Required action >>
Copy every entry below, exactly and in full.

Record set >>
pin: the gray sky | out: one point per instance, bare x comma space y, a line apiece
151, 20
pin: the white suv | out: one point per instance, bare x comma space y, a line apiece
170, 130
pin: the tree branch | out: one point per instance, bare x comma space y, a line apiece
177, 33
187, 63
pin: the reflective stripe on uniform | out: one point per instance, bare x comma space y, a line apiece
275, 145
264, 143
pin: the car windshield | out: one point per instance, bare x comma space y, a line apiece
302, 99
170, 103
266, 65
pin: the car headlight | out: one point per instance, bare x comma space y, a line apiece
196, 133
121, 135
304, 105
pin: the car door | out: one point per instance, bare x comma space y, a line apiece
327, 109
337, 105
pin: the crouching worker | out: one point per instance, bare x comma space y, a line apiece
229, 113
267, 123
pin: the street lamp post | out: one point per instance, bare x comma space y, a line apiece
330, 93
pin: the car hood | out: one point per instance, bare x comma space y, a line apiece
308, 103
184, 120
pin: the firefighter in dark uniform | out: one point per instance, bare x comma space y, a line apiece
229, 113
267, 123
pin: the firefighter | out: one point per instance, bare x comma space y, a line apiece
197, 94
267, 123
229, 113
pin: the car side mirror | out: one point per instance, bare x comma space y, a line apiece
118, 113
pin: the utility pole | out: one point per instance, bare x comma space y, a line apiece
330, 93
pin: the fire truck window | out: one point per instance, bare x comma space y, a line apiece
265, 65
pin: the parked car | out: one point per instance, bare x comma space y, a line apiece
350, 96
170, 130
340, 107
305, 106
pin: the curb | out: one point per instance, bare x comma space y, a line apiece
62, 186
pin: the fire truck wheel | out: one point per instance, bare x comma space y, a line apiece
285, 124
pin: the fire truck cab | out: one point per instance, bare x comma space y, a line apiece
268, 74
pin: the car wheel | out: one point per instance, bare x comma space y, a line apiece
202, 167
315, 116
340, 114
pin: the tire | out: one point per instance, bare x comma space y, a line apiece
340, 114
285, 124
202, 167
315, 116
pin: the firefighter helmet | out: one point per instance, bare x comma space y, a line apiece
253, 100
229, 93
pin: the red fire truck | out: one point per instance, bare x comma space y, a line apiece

Answer box >>
pin: the gray sky | out: one point per instance, bare x comma space y, a line apiece
151, 20
pin: the white suv | out: one point per instance, bare x comma space y, a line apiece
170, 130
pin: the tree branch | out: one point per instance, bare x comma space y, a line apiece
177, 33
187, 63
pin: the reflective stripe on uniform | out: one point per instance, bare x comma space y, a line apiece
275, 145
264, 143
pin: the car windshield | out: one point per instance, bare x comma space y, a line apiece
302, 99
170, 103
266, 65
pin: the car headlight | out: one point per instance, bare x comma space y, a line apiece
196, 133
121, 135
304, 105
pin: the car door | out: one point per instance, bare x comma space y, a line apiece
327, 109
337, 105
pin: the crouching worker | out: one point per instance, bare x comma space y, a line apiece
229, 113
267, 123
pin: the street lamp post | out: one point per instance, bare x comma space y, a line apiece
330, 93
pin: the car hood | out: one point per instance, bare x comma space y, a line apiece
308, 103
184, 120
pin: the firefighter in dark uniform | out: one point per instance, bare x comma space y, a line apiece
229, 113
267, 123
pin: the firefighter | out: one point per instance, bare x comma space y, a line apiece
197, 94
267, 123
229, 113
pin: the car side mirror | out: one point per instance, bare x comma space y, a line apiece
118, 113
pin: the utility pole | out: one point per instance, bare x comma space y, a line apiece
330, 93
pin: the fire truck window | out: one point per instance, bare x comma space y, a line apiece
265, 65
pin: the parked car | out: one point per instance, bare x comma space y, a line apiece
350, 96
170, 130
340, 107
305, 106
pin: the curb | out: one point per instance, bare x comma space y, a line apiece
62, 186
pin: the fire truck wheel | out: one point per instance, bare x comma space y, a line apiece
285, 124
pin: the fire truck cab | out: one point per instance, bare x comma space y, a line apiece
268, 74
pin: the car wheel | out: one point per instance, bare x comma space y, a line apiece
202, 167
315, 116
340, 114
pin: the tire | out: one point per instance, bare x comma space y, a line apiece
340, 114
285, 124
202, 167
315, 116
pin: the firefighter helmet | out: one point per instance, bare x comma space y, a line apiece
253, 100
229, 93
pin: the red fire truck | out: one point per instance, bare x comma space y, a line apiece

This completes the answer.